▸ **SELECTED EXTRACT**:

§

The index to Digital Typography lists eleven pages where the importance
of stability is stressed, and I urge all maintainers of TeX and MF to read
them again every few years. Any object of nontrivial complexity is non-optimum,
in the sense that it can be improved in some way (while still remaining
non-optimum); therefore there's always a reason to change anything that
isn't trivial. But one of TeX's principal advantages is the fact that
it does not change --- except for serious flaws whose correction is
unlikely to affect more than a very tiny number of archival documents.

Let me give two examples. First, David Kastrup observes that TeX doesn't
do the best possible rounding when it converts units. One inch is
exactly 72.27 points, which is exactly 4736286.72 scaled points.
When you say `1in', TeX converts it to 4736286sp; when you say `72.27pt',
TeX converts it 4736287sp, which is about 23.6 Angstrom units closer
to the truth. With a simple change to TeX \S458, namely to add
`denom div 2' before dividing by `denom', the rounding would be slightly
better. But that would invalidate the line-break and page-break decisions
of an enormous number of documents. It's unthinkable to change TeX
in such a way today. But of course the authors of other systems should
adopt superior methods when they want to.

§

▸ **RECORDS SUPPLIED**:
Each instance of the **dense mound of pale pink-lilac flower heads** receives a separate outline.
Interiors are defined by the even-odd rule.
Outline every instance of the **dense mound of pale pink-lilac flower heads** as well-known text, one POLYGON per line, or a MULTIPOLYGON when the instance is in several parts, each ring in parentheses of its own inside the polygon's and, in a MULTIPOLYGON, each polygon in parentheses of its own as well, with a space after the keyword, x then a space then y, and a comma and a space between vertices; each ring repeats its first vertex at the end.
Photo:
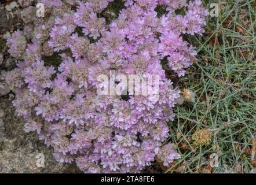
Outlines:
POLYGON ((100 15, 113 1, 42 0, 47 16, 34 21, 32 39, 21 31, 8 39, 9 53, 20 61, 6 81, 25 131, 36 131, 57 161, 75 161, 88 173, 140 172, 156 156, 166 166, 180 158, 172 143, 162 146, 180 91, 161 61, 185 75, 196 51, 182 35, 201 35, 208 13, 200 0, 127 0, 108 23, 100 15), (166 14, 159 16, 156 6, 166 14), (185 15, 175 14, 180 8, 185 15), (43 61, 52 55, 60 57, 43 61), (97 76, 113 69, 159 75, 159 98, 98 95, 97 76))

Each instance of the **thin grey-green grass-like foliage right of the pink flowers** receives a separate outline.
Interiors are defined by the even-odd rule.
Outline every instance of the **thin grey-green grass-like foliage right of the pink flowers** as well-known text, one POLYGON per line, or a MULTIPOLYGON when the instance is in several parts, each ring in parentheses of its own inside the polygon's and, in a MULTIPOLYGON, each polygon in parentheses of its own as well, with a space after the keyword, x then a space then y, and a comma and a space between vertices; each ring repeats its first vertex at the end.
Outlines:
MULTIPOLYGON (((206 6, 213 2, 204 1, 206 6)), ((199 60, 177 86, 185 93, 187 89, 195 92, 196 98, 175 109, 170 140, 175 140, 182 158, 168 172, 255 170, 255 7, 255 1, 225 1, 218 17, 207 18, 206 34, 191 37, 199 60), (211 132, 207 135, 210 142, 200 145, 193 135, 204 129, 211 132), (218 164, 214 165, 216 157, 218 164)))

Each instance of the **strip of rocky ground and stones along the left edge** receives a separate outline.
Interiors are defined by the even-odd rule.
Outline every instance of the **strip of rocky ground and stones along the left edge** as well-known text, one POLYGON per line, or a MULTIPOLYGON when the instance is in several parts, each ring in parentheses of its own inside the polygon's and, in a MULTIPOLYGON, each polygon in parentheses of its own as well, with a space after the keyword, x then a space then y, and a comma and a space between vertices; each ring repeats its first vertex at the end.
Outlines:
MULTIPOLYGON (((61 164, 53 150, 36 133, 24 132, 24 120, 17 116, 14 94, 5 83, 5 75, 16 65, 8 54, 6 37, 22 28, 20 14, 28 1, 0 1, 0 173, 77 173, 75 164, 61 164)), ((34 2, 34 1, 30 1, 34 2)))

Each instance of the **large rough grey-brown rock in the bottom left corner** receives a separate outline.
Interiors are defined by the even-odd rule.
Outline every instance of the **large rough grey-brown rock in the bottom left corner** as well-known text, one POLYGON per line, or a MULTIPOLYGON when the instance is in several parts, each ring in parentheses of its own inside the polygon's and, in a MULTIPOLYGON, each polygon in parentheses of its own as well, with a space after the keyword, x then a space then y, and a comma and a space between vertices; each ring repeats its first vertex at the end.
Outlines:
POLYGON ((57 162, 53 149, 23 128, 9 99, 0 98, 0 173, 81 173, 75 164, 57 162))

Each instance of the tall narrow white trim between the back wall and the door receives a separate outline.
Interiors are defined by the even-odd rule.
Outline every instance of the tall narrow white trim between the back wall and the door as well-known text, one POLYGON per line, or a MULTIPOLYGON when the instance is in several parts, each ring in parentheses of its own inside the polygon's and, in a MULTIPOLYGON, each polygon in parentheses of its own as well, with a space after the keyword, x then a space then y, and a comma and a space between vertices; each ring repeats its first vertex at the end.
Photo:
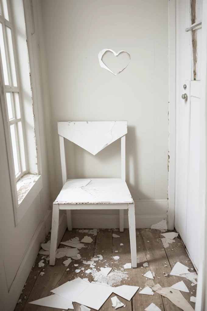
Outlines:
POLYGON ((175 159, 176 159, 176 1, 168 1, 168 102, 169 102, 169 154, 168 154, 168 229, 174 229, 175 159))

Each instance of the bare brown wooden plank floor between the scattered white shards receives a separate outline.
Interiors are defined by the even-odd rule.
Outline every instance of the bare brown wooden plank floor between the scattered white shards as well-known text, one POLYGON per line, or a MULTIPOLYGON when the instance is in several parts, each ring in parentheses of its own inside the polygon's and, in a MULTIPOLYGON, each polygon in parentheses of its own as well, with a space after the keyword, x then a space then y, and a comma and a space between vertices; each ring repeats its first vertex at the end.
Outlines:
MULTIPOLYGON (((170 232, 170 231, 168 231, 170 232)), ((183 296, 195 308, 195 303, 190 302, 190 296, 196 296, 196 285, 191 285, 191 281, 180 276, 164 276, 169 274, 171 269, 174 267, 177 261, 181 262, 189 268, 194 268, 190 261, 185 248, 181 242, 179 236, 174 239, 175 242, 164 248, 161 238, 160 230, 153 229, 141 229, 136 230, 137 234, 137 268, 125 270, 128 272, 128 279, 123 279, 120 285, 136 285, 142 289, 149 285, 153 286, 159 283, 162 287, 169 287, 179 281, 184 281, 185 285, 189 289, 189 293, 182 292, 183 296), (149 267, 143 267, 143 263, 148 262, 149 267), (167 265, 167 267, 164 267, 167 265), (147 271, 151 270, 155 272, 154 280, 147 279, 143 276, 147 271)), ((66 241, 73 237, 79 237, 81 240, 87 233, 80 233, 78 230, 73 229, 72 231, 66 230, 62 241, 66 241)), ((116 268, 120 270, 125 263, 131 262, 130 254, 130 240, 129 230, 125 229, 124 232, 119 232, 113 229, 101 229, 97 232, 97 236, 90 235, 93 239, 91 244, 87 244, 88 248, 81 248, 79 250, 82 260, 90 260, 94 255, 102 254, 103 261, 101 266, 104 267, 108 264, 108 267, 116 268), (113 238, 112 234, 118 234, 120 238, 113 238), (123 243, 123 246, 120 245, 123 243), (116 251, 116 252, 115 252, 116 251), (117 252, 118 251, 118 252, 117 252), (113 256, 119 256, 119 260, 113 259, 113 256)), ((50 235, 47 237, 50 240, 50 235)), ((86 245, 86 244, 85 244, 86 245)), ((63 247, 61 245, 60 247, 63 247)), ((78 263, 78 269, 82 267, 88 268, 89 266, 84 265, 82 260, 72 260, 68 267, 63 265, 63 261, 66 258, 56 259, 55 266, 50 266, 49 262, 44 261, 45 266, 39 268, 38 262, 41 261, 43 255, 38 255, 34 266, 28 276, 26 285, 22 290, 20 299, 21 303, 16 305, 15 311, 55 311, 60 309, 47 308, 37 305, 28 304, 28 302, 40 299, 51 295, 51 290, 55 287, 60 286, 66 281, 71 281, 77 276, 84 278, 87 277, 89 281, 93 281, 93 277, 89 274, 86 275, 84 272, 76 273, 74 263, 78 263), (69 268, 69 271, 66 269, 69 268), (43 276, 40 272, 45 272, 43 276)), ((99 262, 100 265, 100 262, 99 262)), ((194 270, 189 270, 193 272, 194 270)), ((124 311, 143 311, 152 302, 156 304, 162 311, 179 311, 180 308, 176 307, 171 301, 165 297, 154 292, 154 295, 140 295, 139 290, 134 295, 131 301, 127 301, 122 297, 118 297, 126 307, 124 311)), ((115 296, 112 294, 110 297, 115 296)), ((80 311, 79 304, 74 303, 75 311, 80 311)), ((100 311, 112 311, 111 299, 108 298, 103 304, 100 311)), ((95 311, 91 309, 91 311, 95 311)))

§

▸ **WHAT TO DO**:
**1.** In the excerpt on TeX's stability, rewrite the paragraph beginning "Let me give two examples" as a short bulleted list that keeps its main facts.
**2.** State whether each of the following agrees with the excerpt on TeX's stability. Answer yes or no for each, and quote the deciding words of the excerpt.
(a) TeX converts `1in' to 4736287sp.
(b) The index to Digital Typography lists eleven pages that stress the importance of stability.
(c) TeX changes only for serious flaws whose correction is unlikely to affect more than a very tiny number of archival documents.
**3.** According to the excerpt on TeX's stability, exactly how many points make up one inch?

▸ **ANSWERS BELOW**:
**1.**
- David Kastrup notes that TeX does not round as well as it could when converting units.
- One inch is exactly 72.27 points, or exactly 4736286.72 scaled points.
- TeX converts `1in' to 4736286sp but `72.27pt' to 4736287sp. The second value is about 23.6 Angstrom units closer to the true value.
- Adding `denom div 2' before the division by `denom' in TeX §458 would slightly improve the rounding.
- That change would alter the line-break and page-break decisions of an enormous number of documents, so making it in TeX today is unthinkable.
- Authors of other systems should still adopt superior methods when they want to.

**2.**
(a) No: "When you say `1in', TeX converts it to 4736286sp"
(b) Yes: "The index to Digital Typography lists eleven pages where the importance of stability is stressed"
(c) Yes: "it does not change --- except for serious flaws whose correction is unlikely to affect more than a very tiny number of archival documents"

**3.** One inch is exactly 72.27 points.